[Start]
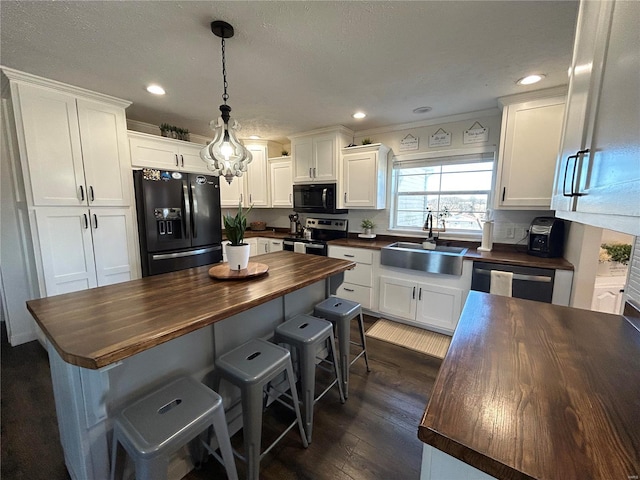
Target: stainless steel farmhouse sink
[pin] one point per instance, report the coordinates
(442, 259)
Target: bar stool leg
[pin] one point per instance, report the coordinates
(364, 342)
(344, 347)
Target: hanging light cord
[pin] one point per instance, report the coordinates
(225, 95)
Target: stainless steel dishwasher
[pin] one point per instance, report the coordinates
(531, 283)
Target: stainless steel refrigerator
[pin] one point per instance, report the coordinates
(179, 220)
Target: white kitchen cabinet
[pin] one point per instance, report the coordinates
(358, 282)
(83, 248)
(73, 149)
(281, 182)
(151, 151)
(252, 187)
(316, 154)
(529, 145)
(364, 177)
(598, 173)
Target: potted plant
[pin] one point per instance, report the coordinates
(237, 250)
(367, 225)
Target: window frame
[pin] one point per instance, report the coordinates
(441, 157)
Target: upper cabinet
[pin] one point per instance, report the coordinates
(529, 144)
(151, 151)
(73, 149)
(281, 182)
(364, 177)
(598, 172)
(252, 188)
(316, 154)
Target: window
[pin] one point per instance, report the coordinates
(455, 188)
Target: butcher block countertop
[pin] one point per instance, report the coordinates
(97, 327)
(534, 390)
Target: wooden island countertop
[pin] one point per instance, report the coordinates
(100, 326)
(532, 390)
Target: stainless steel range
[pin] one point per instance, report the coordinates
(322, 230)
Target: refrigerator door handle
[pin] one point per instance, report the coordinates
(186, 205)
(194, 213)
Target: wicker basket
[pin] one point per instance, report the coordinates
(258, 225)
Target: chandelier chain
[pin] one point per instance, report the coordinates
(225, 95)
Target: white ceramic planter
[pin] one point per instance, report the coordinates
(238, 256)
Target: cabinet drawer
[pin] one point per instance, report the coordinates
(359, 255)
(360, 275)
(355, 293)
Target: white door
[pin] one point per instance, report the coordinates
(324, 165)
(281, 179)
(359, 179)
(67, 249)
(256, 182)
(111, 230)
(52, 141)
(438, 306)
(103, 133)
(398, 297)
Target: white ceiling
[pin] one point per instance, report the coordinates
(293, 66)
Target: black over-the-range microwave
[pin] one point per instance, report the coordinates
(316, 198)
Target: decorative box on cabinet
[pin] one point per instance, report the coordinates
(84, 248)
(72, 144)
(358, 282)
(529, 144)
(151, 151)
(598, 173)
(316, 154)
(364, 177)
(281, 182)
(252, 187)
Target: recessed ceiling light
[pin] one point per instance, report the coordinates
(155, 89)
(530, 79)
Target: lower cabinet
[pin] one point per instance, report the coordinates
(83, 248)
(424, 304)
(358, 282)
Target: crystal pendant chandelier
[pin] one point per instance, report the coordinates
(225, 155)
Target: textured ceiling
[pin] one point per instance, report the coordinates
(293, 66)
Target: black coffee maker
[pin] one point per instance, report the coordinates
(546, 237)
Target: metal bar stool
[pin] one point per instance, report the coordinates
(341, 312)
(251, 367)
(161, 422)
(308, 335)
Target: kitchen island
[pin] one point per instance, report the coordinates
(530, 390)
(107, 345)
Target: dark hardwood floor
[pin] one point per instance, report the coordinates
(372, 436)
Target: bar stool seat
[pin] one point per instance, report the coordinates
(308, 335)
(251, 367)
(162, 421)
(340, 312)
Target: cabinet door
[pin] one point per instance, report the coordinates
(49, 121)
(324, 167)
(67, 249)
(152, 153)
(359, 180)
(107, 171)
(438, 306)
(528, 152)
(398, 297)
(189, 159)
(281, 179)
(610, 183)
(256, 183)
(303, 160)
(111, 229)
[End]
Set out exactly the run of lines that begins at the line holding "Target: kitchen island" and ends at the last line of the data.

Target: kitchen island
[pin] one point per instance, report the coordinates
(530, 390)
(107, 345)
Target: dark hardwood floor
[pin] one point per instance, report the coordinates
(372, 436)
Target: bar stool seat
[pin] one point per instance, report the coordinates
(308, 335)
(251, 367)
(162, 421)
(340, 312)
Target: cabinet door
[pin] one point per instance, report the coordinates
(49, 121)
(324, 167)
(67, 249)
(152, 153)
(359, 180)
(107, 171)
(438, 306)
(528, 152)
(398, 297)
(189, 159)
(281, 179)
(610, 183)
(256, 183)
(303, 160)
(111, 229)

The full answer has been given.